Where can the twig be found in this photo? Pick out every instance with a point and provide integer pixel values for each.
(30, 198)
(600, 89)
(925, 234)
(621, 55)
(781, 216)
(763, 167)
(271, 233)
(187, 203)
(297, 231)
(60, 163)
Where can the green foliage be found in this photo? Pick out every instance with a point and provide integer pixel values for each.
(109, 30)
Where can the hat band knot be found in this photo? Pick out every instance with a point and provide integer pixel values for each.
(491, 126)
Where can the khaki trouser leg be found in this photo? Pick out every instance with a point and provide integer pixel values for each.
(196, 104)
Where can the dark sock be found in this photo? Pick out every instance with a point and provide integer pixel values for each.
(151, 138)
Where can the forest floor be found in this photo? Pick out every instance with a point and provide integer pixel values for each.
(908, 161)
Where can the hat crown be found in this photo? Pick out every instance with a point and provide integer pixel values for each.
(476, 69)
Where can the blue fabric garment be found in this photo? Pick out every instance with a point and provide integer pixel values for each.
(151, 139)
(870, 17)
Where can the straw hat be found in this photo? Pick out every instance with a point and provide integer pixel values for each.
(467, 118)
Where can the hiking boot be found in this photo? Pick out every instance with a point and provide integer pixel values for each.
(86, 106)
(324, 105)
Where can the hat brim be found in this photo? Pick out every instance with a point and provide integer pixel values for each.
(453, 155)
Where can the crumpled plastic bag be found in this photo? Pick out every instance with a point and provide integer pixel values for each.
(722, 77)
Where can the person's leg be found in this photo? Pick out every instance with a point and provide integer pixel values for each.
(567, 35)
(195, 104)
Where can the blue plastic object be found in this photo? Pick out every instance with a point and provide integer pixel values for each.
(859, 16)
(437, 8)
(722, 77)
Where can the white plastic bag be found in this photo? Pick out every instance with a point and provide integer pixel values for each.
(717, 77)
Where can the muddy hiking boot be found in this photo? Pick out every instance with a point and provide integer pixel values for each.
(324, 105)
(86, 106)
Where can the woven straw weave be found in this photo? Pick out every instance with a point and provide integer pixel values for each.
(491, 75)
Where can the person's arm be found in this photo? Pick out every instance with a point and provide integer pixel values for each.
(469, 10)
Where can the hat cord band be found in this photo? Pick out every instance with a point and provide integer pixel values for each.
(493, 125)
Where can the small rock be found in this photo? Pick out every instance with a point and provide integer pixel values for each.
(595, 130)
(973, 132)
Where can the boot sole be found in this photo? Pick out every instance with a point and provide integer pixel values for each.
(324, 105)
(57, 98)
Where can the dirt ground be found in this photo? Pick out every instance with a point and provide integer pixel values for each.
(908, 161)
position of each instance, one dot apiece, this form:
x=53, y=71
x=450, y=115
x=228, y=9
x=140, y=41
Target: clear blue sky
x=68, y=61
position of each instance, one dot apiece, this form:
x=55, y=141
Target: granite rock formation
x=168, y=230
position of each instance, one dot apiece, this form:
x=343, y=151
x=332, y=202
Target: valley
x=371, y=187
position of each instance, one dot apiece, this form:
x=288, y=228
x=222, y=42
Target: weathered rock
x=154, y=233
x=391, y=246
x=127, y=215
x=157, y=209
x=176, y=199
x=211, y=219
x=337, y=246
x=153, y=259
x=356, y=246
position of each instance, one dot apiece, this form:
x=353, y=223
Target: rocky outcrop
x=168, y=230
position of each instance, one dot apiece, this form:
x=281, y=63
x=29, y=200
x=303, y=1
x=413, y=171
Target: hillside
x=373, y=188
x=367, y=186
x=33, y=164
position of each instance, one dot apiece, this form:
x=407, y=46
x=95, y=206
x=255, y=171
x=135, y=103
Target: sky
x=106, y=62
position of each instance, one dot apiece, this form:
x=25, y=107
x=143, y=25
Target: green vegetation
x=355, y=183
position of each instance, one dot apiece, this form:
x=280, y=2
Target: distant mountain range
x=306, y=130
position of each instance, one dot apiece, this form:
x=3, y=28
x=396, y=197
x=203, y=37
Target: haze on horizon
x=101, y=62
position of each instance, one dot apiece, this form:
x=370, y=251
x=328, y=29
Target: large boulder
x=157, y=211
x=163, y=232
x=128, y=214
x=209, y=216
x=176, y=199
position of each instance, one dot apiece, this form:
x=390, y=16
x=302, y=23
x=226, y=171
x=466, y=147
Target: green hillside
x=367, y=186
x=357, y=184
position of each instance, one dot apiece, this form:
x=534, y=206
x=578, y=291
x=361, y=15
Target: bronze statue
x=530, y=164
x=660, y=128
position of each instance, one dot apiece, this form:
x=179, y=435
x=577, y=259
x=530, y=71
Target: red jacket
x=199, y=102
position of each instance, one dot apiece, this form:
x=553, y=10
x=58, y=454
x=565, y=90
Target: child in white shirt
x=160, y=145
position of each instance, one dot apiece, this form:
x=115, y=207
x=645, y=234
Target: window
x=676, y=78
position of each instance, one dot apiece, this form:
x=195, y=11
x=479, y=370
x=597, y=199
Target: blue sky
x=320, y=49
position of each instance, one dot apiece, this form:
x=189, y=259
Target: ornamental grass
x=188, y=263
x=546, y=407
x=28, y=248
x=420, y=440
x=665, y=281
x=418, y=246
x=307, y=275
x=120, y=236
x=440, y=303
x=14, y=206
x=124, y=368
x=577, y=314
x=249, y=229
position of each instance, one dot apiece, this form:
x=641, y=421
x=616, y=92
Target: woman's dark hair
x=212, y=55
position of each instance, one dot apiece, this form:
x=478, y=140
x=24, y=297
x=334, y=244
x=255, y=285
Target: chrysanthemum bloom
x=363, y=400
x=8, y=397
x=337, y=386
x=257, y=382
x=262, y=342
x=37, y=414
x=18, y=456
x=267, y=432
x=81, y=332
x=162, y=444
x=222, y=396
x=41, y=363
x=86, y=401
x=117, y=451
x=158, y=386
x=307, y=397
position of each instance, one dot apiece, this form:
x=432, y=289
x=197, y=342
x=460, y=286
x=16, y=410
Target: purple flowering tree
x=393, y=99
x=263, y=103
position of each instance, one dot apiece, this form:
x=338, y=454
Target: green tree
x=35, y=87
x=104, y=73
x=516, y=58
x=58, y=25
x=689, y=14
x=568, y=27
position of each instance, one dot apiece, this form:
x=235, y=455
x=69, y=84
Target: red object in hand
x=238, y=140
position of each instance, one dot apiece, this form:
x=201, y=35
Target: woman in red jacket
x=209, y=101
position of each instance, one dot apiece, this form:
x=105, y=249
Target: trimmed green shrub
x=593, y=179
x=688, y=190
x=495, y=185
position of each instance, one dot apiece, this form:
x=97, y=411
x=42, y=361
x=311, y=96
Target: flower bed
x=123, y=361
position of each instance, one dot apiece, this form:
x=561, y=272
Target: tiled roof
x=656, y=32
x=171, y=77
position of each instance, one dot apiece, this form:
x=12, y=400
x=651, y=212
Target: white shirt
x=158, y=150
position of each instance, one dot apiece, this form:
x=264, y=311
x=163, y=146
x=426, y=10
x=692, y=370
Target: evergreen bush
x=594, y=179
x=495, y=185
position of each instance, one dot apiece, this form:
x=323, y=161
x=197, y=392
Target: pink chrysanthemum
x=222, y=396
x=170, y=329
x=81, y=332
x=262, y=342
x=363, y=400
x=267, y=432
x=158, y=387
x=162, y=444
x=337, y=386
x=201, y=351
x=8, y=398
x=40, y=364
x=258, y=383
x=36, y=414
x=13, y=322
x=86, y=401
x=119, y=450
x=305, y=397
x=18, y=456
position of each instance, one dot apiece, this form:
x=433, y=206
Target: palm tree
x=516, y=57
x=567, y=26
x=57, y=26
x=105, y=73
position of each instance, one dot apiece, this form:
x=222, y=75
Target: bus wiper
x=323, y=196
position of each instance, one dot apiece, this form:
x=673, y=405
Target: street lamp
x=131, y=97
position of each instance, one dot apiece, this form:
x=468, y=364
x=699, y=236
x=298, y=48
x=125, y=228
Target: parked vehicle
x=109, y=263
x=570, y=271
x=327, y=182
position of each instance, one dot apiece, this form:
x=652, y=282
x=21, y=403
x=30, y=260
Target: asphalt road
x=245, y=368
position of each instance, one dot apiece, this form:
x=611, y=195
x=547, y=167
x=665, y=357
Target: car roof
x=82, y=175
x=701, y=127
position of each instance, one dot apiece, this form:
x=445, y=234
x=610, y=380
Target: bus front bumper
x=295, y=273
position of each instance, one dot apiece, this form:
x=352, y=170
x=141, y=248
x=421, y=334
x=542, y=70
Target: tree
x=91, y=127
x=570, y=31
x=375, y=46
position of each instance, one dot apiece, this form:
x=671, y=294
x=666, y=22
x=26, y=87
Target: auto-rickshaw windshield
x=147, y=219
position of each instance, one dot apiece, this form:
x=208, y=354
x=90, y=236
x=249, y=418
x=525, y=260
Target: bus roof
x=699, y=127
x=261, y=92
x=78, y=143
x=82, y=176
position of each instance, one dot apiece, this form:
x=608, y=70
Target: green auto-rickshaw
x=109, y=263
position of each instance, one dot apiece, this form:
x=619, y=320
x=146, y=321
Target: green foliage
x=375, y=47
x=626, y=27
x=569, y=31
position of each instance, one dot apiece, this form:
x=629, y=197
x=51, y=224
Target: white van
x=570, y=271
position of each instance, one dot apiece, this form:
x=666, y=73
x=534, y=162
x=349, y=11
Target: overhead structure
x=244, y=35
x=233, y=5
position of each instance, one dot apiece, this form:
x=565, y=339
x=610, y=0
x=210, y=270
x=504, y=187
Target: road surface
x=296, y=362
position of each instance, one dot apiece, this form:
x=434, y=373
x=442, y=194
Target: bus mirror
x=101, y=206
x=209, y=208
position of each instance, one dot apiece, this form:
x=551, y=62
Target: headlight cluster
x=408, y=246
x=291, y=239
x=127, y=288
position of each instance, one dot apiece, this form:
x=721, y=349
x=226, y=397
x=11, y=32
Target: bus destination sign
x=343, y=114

TASK PROMPT
The reply should hold only the lines of the listing above starting at the line containing "x=179, y=435" and ending at the line containing "x=189, y=259", exactly as written.

SOLUTION
x=179, y=435
x=577, y=259
x=530, y=71
Target: red jacket
x=199, y=102
position of each instance, one dot apiece, this form:
x=553, y=10
x=58, y=454
x=565, y=90
Target: child in white shirt
x=160, y=145
position of each instance, one dot apiece, this form:
x=115, y=207
x=645, y=234
Target: window
x=676, y=78
position of each instance, one dot apiece, this form:
x=195, y=11
x=479, y=370
x=597, y=199
Target: blue sky
x=320, y=49
position of each instance, one dot apiece, this form:
x=189, y=259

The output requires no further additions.